_Your tasks_
**1)** Answer these questions using the news item about the California store thefts:
(a) On what date was the Home Depot store on Spring Street robbed?
(b) What was the total value of the power tools stolen from that store?
(c) What color hoodie was worn by the thief who wrestled a shopping cart from an employee?
**2)** Resume the news item about the California store thefts, picking up right after its final sentence.

_Given passage_

_ _ _ _ _

Saturday, 9 September 2023

California thieves NOT BOTHERED at all by surveillance cameras

 Thieves were caught on security footage casually walking out of two separate retail outlets in California with more than $9,000 in stolen goods in tow.

In broad daylight, a group of brazen masked thieves was filmed storming into a Home Depot store on Spring Street in Signal Hill on August 27 and stealing $5,000 worth of power tools in full view of shocked staff and customers.

Employees in orange aprons could only watch in shock and did not engage with the masked thieves. Some workers decided to record the raid.

One of the thieves in a gray hoodie was seen wrestling a shopping cart from an employee while the others loaded a second one. He eventually got hold of it and pushed it toward the entrance with the help of one of his accomplices before turning back to walk outside with the second cart.

_ _ _ _ _

_Extracted information_
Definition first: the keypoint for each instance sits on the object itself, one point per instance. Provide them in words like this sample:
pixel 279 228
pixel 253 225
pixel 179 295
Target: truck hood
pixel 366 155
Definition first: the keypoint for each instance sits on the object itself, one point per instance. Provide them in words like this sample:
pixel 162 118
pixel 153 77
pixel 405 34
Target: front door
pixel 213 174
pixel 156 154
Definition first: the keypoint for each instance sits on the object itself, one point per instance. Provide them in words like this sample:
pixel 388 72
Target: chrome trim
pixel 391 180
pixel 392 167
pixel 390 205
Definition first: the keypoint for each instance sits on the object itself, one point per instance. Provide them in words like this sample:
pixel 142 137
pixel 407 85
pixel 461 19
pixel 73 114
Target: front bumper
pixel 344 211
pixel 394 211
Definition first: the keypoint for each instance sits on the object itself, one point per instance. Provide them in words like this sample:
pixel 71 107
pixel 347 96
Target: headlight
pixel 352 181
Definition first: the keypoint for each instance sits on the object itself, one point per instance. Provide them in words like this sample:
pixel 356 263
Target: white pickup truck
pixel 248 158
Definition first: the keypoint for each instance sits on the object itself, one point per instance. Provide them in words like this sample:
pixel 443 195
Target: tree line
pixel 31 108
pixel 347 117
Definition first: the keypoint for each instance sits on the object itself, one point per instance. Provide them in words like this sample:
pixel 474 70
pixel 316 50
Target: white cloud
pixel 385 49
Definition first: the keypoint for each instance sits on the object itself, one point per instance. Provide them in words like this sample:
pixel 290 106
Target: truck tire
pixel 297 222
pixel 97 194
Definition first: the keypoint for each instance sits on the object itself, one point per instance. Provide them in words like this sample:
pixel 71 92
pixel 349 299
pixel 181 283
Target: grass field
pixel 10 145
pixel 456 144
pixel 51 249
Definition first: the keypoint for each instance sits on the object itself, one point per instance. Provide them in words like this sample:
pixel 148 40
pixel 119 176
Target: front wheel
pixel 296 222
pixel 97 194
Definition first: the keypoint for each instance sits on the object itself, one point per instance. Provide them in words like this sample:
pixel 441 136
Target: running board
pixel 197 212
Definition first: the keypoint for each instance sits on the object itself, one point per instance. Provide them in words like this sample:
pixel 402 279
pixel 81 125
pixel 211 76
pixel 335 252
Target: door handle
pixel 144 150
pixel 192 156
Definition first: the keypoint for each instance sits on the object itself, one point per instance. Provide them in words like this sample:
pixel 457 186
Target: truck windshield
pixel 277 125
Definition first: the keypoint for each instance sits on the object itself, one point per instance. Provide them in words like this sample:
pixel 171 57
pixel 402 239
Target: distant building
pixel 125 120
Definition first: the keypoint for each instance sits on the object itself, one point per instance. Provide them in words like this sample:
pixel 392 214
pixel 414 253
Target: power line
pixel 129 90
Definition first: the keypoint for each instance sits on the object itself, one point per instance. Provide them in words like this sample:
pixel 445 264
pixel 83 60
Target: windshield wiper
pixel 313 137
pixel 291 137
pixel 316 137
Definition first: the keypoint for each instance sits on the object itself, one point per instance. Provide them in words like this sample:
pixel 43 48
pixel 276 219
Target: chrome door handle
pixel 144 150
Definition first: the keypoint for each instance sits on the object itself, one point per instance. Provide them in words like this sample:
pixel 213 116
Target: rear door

_ _ _ _ _

_Outputs by task_
**1)**
(a) August 27
(b) $5,000
(c) Gray

**2)**
Four remaining thieves were seen picking up armfuls of power tools from a shelf before casually walking out. The unknown perpetrator in the gray hoodie was also seen returning and carrying three more boxes of items before jogging out of the store.

In a separate incident the next day, a man and a woman ransacked a Nordstrom store in Irvine Spectrum Center. Surveillance footage showed the pair strolling into the store before sprinting out with stolen items worth an estimated $4,000 and fleeing the scene in a white Kia Forte.  

Retailers say thefts and organized retail crime are crisis-level in California

Retailers in California have been ravaged by increased crime and rampant shoplifting with critics blaming Democrat policies for enabling criminals to continually re-offend without fear of repercussions.

Uncontrolled looting in San Francisco has led to at least 96 retailers downtown closing down. Others have introduced measures to lock up items behind a glass to deter shoplifters.

Out of 203 retailers open in 2019 in San Francisco's Union Square area, only 107 were still operating in July – a drop of 47 percent. Larceny thefts in San Francisco, which include retail thefts, fell significantly during the Wuhan coronavirus (COVID-19) pandemic but have been growing every year since.

A host of major chains, including Whole Foods, Brooks Brothers and Office Depot, have shuttered stores.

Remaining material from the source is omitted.